Top of EXERCISE DATA

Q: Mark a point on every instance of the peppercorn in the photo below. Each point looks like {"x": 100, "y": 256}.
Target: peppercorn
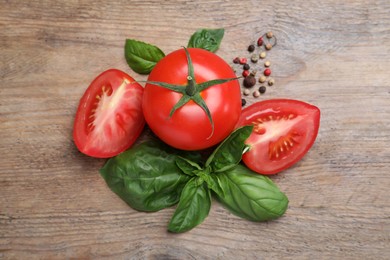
{"x": 271, "y": 82}
{"x": 262, "y": 79}
{"x": 260, "y": 41}
{"x": 236, "y": 60}
{"x": 251, "y": 48}
{"x": 254, "y": 58}
{"x": 243, "y": 61}
{"x": 267, "y": 72}
{"x": 249, "y": 81}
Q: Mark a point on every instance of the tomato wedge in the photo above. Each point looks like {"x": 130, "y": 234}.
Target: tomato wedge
{"x": 109, "y": 117}
{"x": 284, "y": 130}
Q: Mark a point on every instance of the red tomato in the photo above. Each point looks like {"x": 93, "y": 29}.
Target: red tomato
{"x": 109, "y": 117}
{"x": 189, "y": 127}
{"x": 284, "y": 130}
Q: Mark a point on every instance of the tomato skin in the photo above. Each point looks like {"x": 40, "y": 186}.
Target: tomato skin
{"x": 189, "y": 128}
{"x": 284, "y": 131}
{"x": 109, "y": 117}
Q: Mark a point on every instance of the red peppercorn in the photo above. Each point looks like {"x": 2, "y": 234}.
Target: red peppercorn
{"x": 260, "y": 41}
{"x": 267, "y": 72}
{"x": 243, "y": 61}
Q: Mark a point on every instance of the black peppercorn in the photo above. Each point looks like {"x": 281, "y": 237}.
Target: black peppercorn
{"x": 262, "y": 89}
{"x": 249, "y": 81}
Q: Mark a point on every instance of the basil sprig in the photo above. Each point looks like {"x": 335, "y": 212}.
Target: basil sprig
{"x": 208, "y": 39}
{"x": 153, "y": 176}
{"x": 142, "y": 57}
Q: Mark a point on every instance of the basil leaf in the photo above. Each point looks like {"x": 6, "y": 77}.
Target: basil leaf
{"x": 193, "y": 207}
{"x": 229, "y": 153}
{"x": 141, "y": 56}
{"x": 208, "y": 39}
{"x": 146, "y": 176}
{"x": 251, "y": 196}
{"x": 187, "y": 166}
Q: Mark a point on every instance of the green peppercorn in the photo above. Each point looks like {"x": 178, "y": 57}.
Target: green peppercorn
{"x": 251, "y": 48}
{"x": 249, "y": 81}
{"x": 254, "y": 58}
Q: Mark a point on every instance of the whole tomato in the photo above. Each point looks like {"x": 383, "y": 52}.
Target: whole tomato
{"x": 192, "y": 100}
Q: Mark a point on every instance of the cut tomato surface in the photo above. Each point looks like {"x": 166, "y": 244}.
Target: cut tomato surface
{"x": 109, "y": 117}
{"x": 284, "y": 130}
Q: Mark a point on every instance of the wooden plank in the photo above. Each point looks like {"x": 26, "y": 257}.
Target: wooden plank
{"x": 54, "y": 204}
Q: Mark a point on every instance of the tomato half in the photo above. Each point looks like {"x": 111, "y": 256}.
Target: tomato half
{"x": 109, "y": 117}
{"x": 189, "y": 127}
{"x": 284, "y": 130}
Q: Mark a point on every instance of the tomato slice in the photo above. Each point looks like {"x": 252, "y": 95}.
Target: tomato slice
{"x": 109, "y": 117}
{"x": 284, "y": 130}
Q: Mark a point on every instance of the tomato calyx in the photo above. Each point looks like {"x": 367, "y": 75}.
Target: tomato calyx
{"x": 192, "y": 90}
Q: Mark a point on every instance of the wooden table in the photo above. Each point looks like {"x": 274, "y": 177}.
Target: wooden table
{"x": 334, "y": 54}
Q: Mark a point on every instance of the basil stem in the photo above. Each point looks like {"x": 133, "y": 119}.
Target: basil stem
{"x": 193, "y": 207}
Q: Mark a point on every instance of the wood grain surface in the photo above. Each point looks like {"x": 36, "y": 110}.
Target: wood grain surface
{"x": 334, "y": 54}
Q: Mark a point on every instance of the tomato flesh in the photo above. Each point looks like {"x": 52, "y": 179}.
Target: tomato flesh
{"x": 284, "y": 130}
{"x": 189, "y": 127}
{"x": 109, "y": 117}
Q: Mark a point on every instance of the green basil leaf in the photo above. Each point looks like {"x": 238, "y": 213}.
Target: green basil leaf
{"x": 229, "y": 153}
{"x": 208, "y": 39}
{"x": 193, "y": 207}
{"x": 187, "y": 166}
{"x": 146, "y": 176}
{"x": 141, "y": 56}
{"x": 251, "y": 196}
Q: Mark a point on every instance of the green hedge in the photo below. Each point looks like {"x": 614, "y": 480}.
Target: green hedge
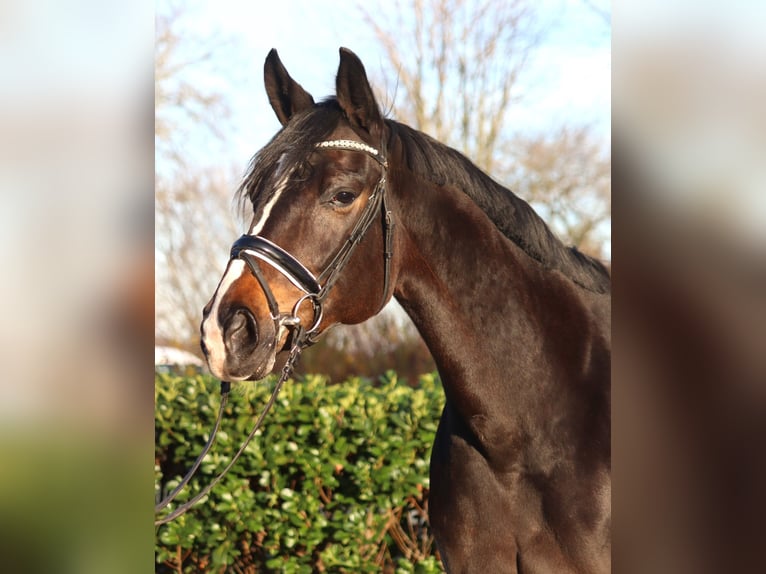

Bottom of EXERCISE DATA

**WHAT THE TASK ASKS**: Only the pictures are dropped. Otherwise, write out the listing exactly.

**RESULT**:
Q: Mark a point on every instance of the peppercorn in the photo below. Each point looks like {"x": 100, "y": 256}.
Target: peppercorn
{"x": 271, "y": 82}
{"x": 262, "y": 79}
{"x": 260, "y": 41}
{"x": 236, "y": 60}
{"x": 251, "y": 48}
{"x": 254, "y": 58}
{"x": 243, "y": 61}
{"x": 267, "y": 72}
{"x": 249, "y": 81}
Q: Mark a point on every instance of the tomato wedge in the photo above. Each point looks like {"x": 130, "y": 234}.
Target: tomato wedge
{"x": 109, "y": 117}
{"x": 284, "y": 130}
Q: Mark a point on every instance of the red tomato in the photo above. Each point looks like {"x": 93, "y": 29}.
Target: red tomato
{"x": 109, "y": 117}
{"x": 189, "y": 127}
{"x": 284, "y": 130}
Q: Mark a point on every instance of the tomato skin in the photo above. Each point looks like {"x": 40, "y": 186}.
Target: tomato skin
{"x": 189, "y": 128}
{"x": 284, "y": 131}
{"x": 109, "y": 117}
Q: Mark a point on every instance of the red peppercorn in the photo above. Each point looks like {"x": 2, "y": 234}.
Target: red peppercorn
{"x": 260, "y": 41}
{"x": 267, "y": 72}
{"x": 243, "y": 61}
Q: Mark a point on every instance of the black peppercorn in the photo above. Each point looks like {"x": 281, "y": 237}.
Target: black peppercorn
{"x": 262, "y": 89}
{"x": 249, "y": 81}
Q: Mark a point on every instance of the basil sprig in the photo above. Each point looks like {"x": 335, "y": 212}.
Target: basil sprig
{"x": 208, "y": 39}
{"x": 153, "y": 176}
{"x": 142, "y": 57}
Q: Mark a point on every instance of the basil leaf in the photo above. Each point looks like {"x": 6, "y": 77}.
Target: basil leaf
{"x": 193, "y": 207}
{"x": 229, "y": 153}
{"x": 141, "y": 56}
{"x": 208, "y": 39}
{"x": 146, "y": 176}
{"x": 251, "y": 196}
{"x": 187, "y": 166}
Q: Mark a point on every instance of the green peppercorn in the photo above. Each point looks like {"x": 178, "y": 57}.
Target: green peppercorn
{"x": 251, "y": 48}
{"x": 249, "y": 81}
{"x": 254, "y": 58}
Q: Mark a point on every instance of the whole tomato in the photo above. Each point looks like {"x": 383, "y": 52}.
Target: whole tomato
{"x": 192, "y": 100}
Q: Mark a point on every instance of the cut tomato surface in the photo above. Each point looks like {"x": 166, "y": 244}.
Target: cut tomato surface
{"x": 109, "y": 117}
{"x": 284, "y": 130}
Q: Mark a point on every instance of the wooden plank in the photo above. Each point looks like {"x": 26, "y": 257}.
Target: wooden plank
{"x": 54, "y": 204}
Q: Mark a point on every instance of the tomato half in the photo above. Each point looks like {"x": 111, "y": 256}.
Target: tomato half
{"x": 109, "y": 117}
{"x": 189, "y": 127}
{"x": 284, "y": 130}
Q: Mark a point on every instance of the tomato slice in the photo above. Each point looks like {"x": 252, "y": 95}.
Target: tomato slice
{"x": 109, "y": 117}
{"x": 284, "y": 130}
Q: Mark a point on every instance of the tomato calyx in the photo above. Each point looks like {"x": 367, "y": 75}.
Target: tomato calyx
{"x": 192, "y": 90}
Q: Mark a point on every instance of the wooden table in the photo above. Each point looks like {"x": 274, "y": 177}.
Target: wooden table
{"x": 334, "y": 54}
Q: Mark a point on every instance of the basil stem in the photo above. Each point looks like {"x": 133, "y": 119}.
Target: basil stem
{"x": 193, "y": 207}
Q: Mark a point on every instance of the wood grain surface in the photo above. Each point looks like {"x": 36, "y": 110}.
Target: wood grain surface
{"x": 334, "y": 54}
Q: Mark a point on every instance of the tomato flesh in the photo above. Each point looks like {"x": 52, "y": 179}.
Target: tomato flesh
{"x": 284, "y": 130}
{"x": 189, "y": 127}
{"x": 109, "y": 117}
Q: Mark a point on every instance of the green basil leaf in the photo above. Each point looks like {"x": 238, "y": 213}.
Target: green basil leaf
{"x": 229, "y": 153}
{"x": 208, "y": 39}
{"x": 193, "y": 207}
{"x": 187, "y": 166}
{"x": 146, "y": 176}
{"x": 141, "y": 56}
{"x": 251, "y": 196}
Q: Mark a point on every instance of the green hedge in the photo below. Each point looks like {"x": 614, "y": 480}.
Target: green hedge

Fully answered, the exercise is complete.